**Set problem**
Recast all the rows below as a two-column CSV with the header instruction,points and one line per request. Put each request's text and its full answer in one quoted field apiece, replacing line breaks with spaces.

[Start of Input]

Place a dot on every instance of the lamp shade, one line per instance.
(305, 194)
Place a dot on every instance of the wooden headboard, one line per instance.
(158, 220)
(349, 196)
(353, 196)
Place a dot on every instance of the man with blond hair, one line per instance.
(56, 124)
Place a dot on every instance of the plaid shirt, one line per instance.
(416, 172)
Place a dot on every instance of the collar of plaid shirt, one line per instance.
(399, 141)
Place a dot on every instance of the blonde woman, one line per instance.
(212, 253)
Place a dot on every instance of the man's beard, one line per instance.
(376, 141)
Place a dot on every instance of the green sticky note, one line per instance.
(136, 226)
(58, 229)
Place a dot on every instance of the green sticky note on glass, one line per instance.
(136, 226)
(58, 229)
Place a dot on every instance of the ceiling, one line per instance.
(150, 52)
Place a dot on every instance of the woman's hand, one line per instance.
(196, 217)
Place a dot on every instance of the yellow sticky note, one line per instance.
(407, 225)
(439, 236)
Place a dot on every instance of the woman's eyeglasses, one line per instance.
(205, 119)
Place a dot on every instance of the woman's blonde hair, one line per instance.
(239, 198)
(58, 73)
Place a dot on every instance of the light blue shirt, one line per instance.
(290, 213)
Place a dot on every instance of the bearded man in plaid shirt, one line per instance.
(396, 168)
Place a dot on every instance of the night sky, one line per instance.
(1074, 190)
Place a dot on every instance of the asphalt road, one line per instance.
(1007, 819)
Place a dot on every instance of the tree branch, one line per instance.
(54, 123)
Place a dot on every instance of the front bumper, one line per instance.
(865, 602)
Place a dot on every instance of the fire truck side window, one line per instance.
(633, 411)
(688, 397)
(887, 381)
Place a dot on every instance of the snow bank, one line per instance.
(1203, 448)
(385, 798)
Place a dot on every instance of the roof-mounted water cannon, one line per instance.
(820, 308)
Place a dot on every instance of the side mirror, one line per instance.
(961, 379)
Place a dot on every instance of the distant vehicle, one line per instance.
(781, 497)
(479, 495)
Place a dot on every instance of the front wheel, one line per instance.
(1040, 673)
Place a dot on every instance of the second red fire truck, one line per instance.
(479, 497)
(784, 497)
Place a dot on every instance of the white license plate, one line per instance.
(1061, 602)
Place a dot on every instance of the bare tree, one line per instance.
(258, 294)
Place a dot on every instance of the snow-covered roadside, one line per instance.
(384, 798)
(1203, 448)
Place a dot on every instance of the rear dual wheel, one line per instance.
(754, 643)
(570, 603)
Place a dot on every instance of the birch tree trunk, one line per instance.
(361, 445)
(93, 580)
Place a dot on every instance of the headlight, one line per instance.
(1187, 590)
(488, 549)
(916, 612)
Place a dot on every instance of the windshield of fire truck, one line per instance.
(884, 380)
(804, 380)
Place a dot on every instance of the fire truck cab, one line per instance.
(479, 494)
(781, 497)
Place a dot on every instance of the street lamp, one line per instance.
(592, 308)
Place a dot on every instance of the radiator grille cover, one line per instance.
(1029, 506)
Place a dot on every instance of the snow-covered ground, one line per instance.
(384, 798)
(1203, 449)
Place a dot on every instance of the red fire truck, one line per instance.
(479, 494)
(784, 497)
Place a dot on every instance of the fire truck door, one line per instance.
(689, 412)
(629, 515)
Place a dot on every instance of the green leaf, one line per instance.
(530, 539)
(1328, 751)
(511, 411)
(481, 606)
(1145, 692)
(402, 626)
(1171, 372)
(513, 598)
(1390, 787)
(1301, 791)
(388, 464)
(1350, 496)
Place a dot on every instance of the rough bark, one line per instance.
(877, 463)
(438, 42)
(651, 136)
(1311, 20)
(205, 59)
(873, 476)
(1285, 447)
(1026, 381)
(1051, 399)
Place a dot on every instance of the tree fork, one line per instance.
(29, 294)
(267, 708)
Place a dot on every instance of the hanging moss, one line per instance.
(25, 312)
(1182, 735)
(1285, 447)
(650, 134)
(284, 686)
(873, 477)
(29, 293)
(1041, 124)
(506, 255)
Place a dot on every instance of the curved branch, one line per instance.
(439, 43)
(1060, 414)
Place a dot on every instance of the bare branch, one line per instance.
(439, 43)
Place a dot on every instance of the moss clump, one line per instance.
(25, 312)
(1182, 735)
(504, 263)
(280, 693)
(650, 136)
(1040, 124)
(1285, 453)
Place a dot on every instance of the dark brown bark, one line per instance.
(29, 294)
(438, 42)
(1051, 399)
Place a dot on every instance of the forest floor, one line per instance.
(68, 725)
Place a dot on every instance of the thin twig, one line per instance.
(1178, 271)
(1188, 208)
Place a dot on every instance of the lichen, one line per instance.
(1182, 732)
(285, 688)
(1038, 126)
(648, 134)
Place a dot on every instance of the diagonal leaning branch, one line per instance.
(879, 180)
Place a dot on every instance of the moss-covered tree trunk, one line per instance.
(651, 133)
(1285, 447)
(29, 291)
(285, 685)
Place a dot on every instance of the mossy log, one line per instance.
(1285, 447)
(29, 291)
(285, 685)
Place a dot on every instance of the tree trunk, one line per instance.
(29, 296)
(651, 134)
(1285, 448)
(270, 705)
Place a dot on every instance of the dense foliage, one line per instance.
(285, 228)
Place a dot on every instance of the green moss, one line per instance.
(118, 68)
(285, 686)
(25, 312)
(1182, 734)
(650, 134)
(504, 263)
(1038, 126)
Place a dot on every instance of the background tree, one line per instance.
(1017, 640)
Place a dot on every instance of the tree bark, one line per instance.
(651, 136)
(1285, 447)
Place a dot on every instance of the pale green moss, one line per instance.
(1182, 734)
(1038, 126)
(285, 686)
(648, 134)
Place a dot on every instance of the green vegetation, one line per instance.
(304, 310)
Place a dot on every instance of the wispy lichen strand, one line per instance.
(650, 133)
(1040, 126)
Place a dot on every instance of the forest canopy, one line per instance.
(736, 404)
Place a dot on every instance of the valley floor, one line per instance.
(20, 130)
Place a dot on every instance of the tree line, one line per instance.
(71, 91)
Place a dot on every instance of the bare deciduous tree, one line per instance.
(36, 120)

[End of Input]

**Result below**
instruction,points
"Place a dot on every instance of the lamp shade, one line per instance.","(305, 194)"
"Place a dot on every instance of the wooden headboard, one line per instance.","(158, 220) (349, 196) (353, 196)"
"Place a dot on every instance of the man with blond hair, one line per instance.","(56, 124)"
"Place a dot on every instance of the plaid shirt, one line per instance.","(416, 172)"
"Place a dot on every instance of the collar of plaid shirt, one line per instance.","(399, 141)"
"Place a dot on every instance of the blonde woman, one line per instance.","(212, 253)"
"Place a dot on every instance of the man's beard, one line per instance.","(376, 141)"
"Place a dot on every instance of the green sticky note, one line per instance.","(136, 226) (58, 229)"
"Place a dot on every instance of the green sticky note on glass, one line per instance.","(136, 226) (58, 229)"
"Place a dot on every instance of the ceiling, one line per instance.","(150, 52)"
"Place a dot on every instance of the woman's hand, one line per instance.","(196, 217)"
"Place a dot on every instance of the yellow sticky note, one line per instance.","(407, 225) (439, 236)"
"Place a dot on every instance of the woman's eyeglasses, one line per instance.","(205, 119)"
"Place a dot on every instance of the woman's blonde hair, one line per instance.","(239, 198) (58, 73)"
"Place a dot on every instance of the light blue shirt, one line per instance.","(290, 213)"
"Place a dot on every instance of the bearded man in plaid shirt, one line per instance.","(396, 168)"
"Place a dot on every instance of the night sky, one line per instance.","(1074, 190)"
"Place a dot on every instance of the asphalt road, one line per instance.","(1007, 819)"
"Place a dot on every instance of the tree branch, one line per instance.","(54, 123)"
"Place a dot on every instance of the front bumper, one line per instance.","(865, 602)"
"Place a dot on every instance of the fire truck side window, one line per instance.","(633, 411) (688, 397) (887, 381)"
"Place a dot on every instance of the snow bank, one line per instance.","(1203, 448) (385, 798)"
"Place a dot on every instance of the roof-mounted water cannon, one line per instance.","(820, 308)"
"Place a dot on every instance of the side mirror, one line per instance.","(961, 379)"
"Place a dot on every instance of the distant vehicle, one line per instance.","(781, 497) (479, 495)"
"Place a dot on every instance of the front wheel, one line per instance.","(1040, 673)"
"Place a dot on every instance of the second red fire truck, one line per instance.","(479, 497) (784, 497)"
"Place a dot on every instance of the white license plate, one line per instance.","(1061, 602)"
"Place a dot on every instance of the bare tree, one line per instance.","(258, 294)"
"Place a dot on every instance of the snow-covered roadside, one line per instance.","(384, 798) (1203, 448)"
"Place a dot on every instance of the rear dual wheel, one line per instance.","(754, 643) (570, 603)"
"Place a dot on every instance of the birch tree trunk, one line per instance.","(361, 445) (93, 580)"
"Place a dot on every instance of the headlight, one line per instance.","(1187, 590) (488, 549) (916, 612)"
"Place a dot on every instance of the windshield of fire truck, one line per instance.","(884, 380) (804, 380)"
"Place a dot on every instance of the fire truck cab, one line per instance.","(479, 494) (781, 497)"
"Place a dot on every instance of the street lamp, one line per instance.","(592, 308)"
"Place a dot on every instance of the radiator grille cover, one line per instance.","(1029, 506)"
"Place a dot on every instance of the snow-covered ground, one line per instance.","(384, 798) (1203, 449)"
"Place a dot on every instance of the red fire truck, one line per instance.","(479, 494) (784, 497)"
"Place a dot on every instance of the fire truck door, one line per instance.","(689, 412) (629, 515)"
"Place a dot on every instance of the green leaf, one line per instance.","(530, 539) (1328, 751) (511, 411) (481, 606) (1145, 692) (402, 626) (1171, 372) (513, 598) (1390, 787) (1301, 791) (388, 464) (1350, 496)"
"Place a dot on every instance of the rough bark, one line per instance.","(877, 463) (438, 42) (651, 136) (1311, 20) (205, 59) (873, 476) (1285, 447) (1026, 381) (1051, 399)"
"Place a dot on every instance of the tree fork, one line per instance.","(29, 294) (267, 708)"
"Place a dot on every instance of the hanging moss, one line per instance.","(25, 312) (1182, 735) (1285, 447) (650, 134) (284, 686) (873, 477) (29, 293) (1041, 124) (506, 255)"
"Place a dot on every instance of the curved branch, one line per instance.","(439, 43) (1060, 414)"
"Place a dot on every instance of the bare branch, one line per instance.","(439, 43)"
"Place a dot on every instance of the moss clump, one line per instance.","(25, 312) (1182, 735) (504, 263) (280, 693) (650, 136) (1040, 124) (1285, 453)"
"Place a dot on every instance of the dark brown bark, one line per instance.","(29, 294) (438, 42) (1051, 399)"
"Place a dot on every instance of the forest floor, one line per instance.","(68, 725)"
"Place a dot on every instance of the thin twig, one line per instance.","(1178, 271) (1188, 208)"
"Place a dot on every instance of the lichen, one line per instance.","(1182, 732) (285, 688) (1038, 126) (648, 134)"
"Place a dot on every instance of the diagonal leaning branch, one line per instance.","(879, 180)"
"Place a dot on every instance of the moss-covered tree trunk, one line per instance.","(651, 133) (1285, 447) (29, 291) (285, 685)"
"Place a dot on every instance of the mossy log, one line per instance.","(1285, 447) (29, 291) (285, 685)"
"Place a dot on every instance of the tree trunk, one line per instance.","(29, 296) (651, 134) (1285, 448) (270, 705)"
"Place a dot on every instance of the dense foliage, one line per instance.","(285, 228)"
"Place a dot on every instance of the green moss, one line per instance.","(118, 68) (285, 686) (25, 312) (1182, 734) (650, 134) (504, 263) (1038, 126)"
"Place a dot on every instance of the background tree, one line per instance.","(1017, 640)"
"Place a dot on every instance of the tree bark, one line per instance.","(651, 136) (1285, 447)"
"Place a dot on every instance of the pale green moss, one line per instance.","(1182, 734) (1038, 126) (285, 686) (648, 134)"
"Place a dot on every instance of the green vegetation, one line per instance.","(304, 310)"
"Place a dot on every instance of the wispy lichen strand, one line per instance.","(650, 133) (1040, 126)"
"Place a dot on every instance of the forest canopy, one line per instance.","(736, 404)"
"Place a dot on every instance of the valley floor, one line per instance.","(20, 130)"
"Place a dot on every instance of the tree line, one line per instance.","(71, 91)"
"Place a dot on every instance of the bare deciduous tree, one line per instance.","(36, 120)"